WHAT THIS TASK INVOLVES: Exactly transcribe the span of lines from the one containing "Thank you for the photo. Please point out the teal" through the final line of the entries, inclusive, and nothing outside it. Exclude the pictures.

──────────────────────────────

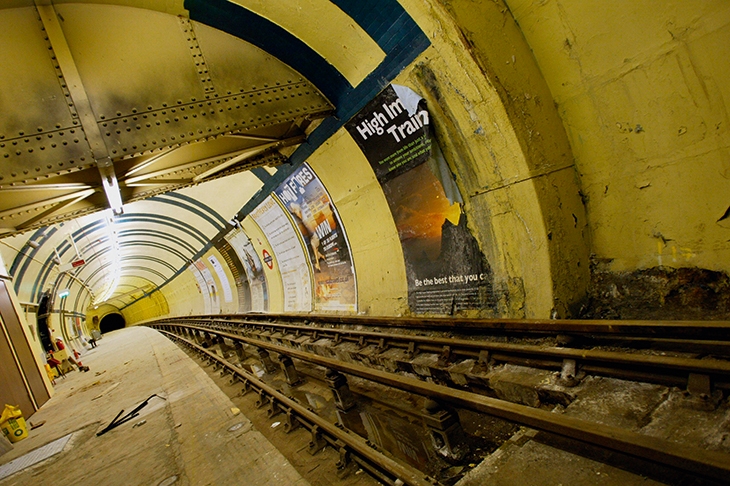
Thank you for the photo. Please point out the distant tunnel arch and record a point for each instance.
(111, 322)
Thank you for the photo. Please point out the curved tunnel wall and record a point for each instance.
(542, 216)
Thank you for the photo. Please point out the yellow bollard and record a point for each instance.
(12, 424)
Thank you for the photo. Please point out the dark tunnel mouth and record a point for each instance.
(111, 322)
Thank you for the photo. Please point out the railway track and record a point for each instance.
(681, 366)
(348, 347)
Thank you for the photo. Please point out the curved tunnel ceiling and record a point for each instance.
(124, 126)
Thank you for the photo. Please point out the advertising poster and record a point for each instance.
(393, 132)
(446, 270)
(209, 284)
(202, 287)
(225, 284)
(293, 264)
(252, 267)
(319, 226)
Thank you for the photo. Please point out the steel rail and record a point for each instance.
(698, 330)
(702, 462)
(340, 437)
(669, 370)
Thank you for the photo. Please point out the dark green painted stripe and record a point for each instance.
(244, 24)
(200, 204)
(186, 207)
(158, 234)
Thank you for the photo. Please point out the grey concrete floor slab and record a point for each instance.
(182, 440)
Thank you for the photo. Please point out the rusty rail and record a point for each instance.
(703, 463)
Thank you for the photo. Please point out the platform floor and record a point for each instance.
(195, 436)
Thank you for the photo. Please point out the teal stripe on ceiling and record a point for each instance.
(188, 207)
(157, 234)
(167, 221)
(198, 203)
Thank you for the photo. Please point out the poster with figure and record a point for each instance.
(202, 288)
(252, 267)
(446, 270)
(393, 132)
(227, 294)
(209, 284)
(321, 230)
(293, 264)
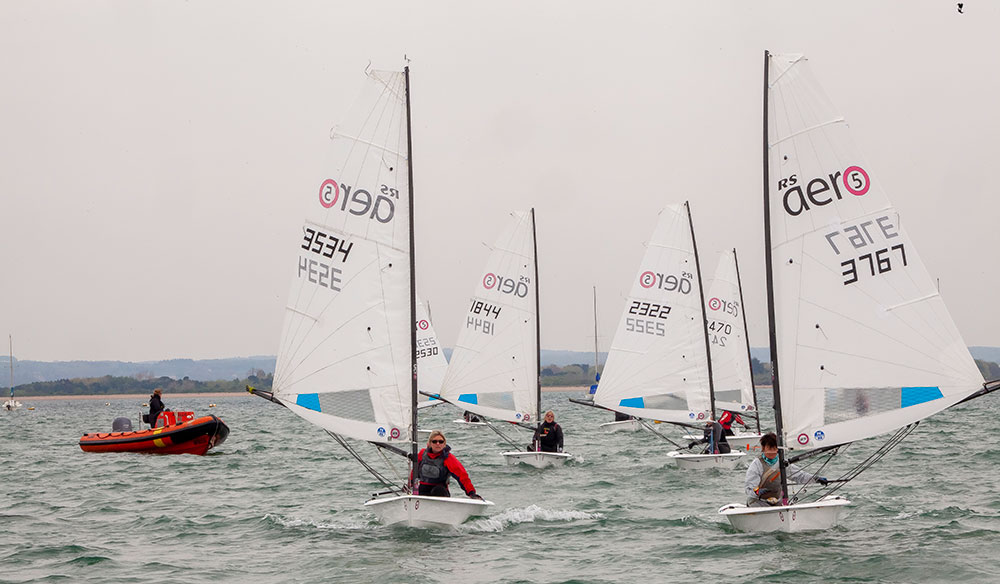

──────────────────────────────

TASK OUTPUT:
Thank you for the photo. Please point out the teal stripe on ceiling and record a point for each instance.
(188, 207)
(157, 234)
(167, 221)
(198, 203)
Thank you for the photo. Please point out the poster with figure and record a point for each instance.
(202, 288)
(252, 267)
(446, 270)
(393, 132)
(227, 294)
(209, 284)
(321, 230)
(293, 264)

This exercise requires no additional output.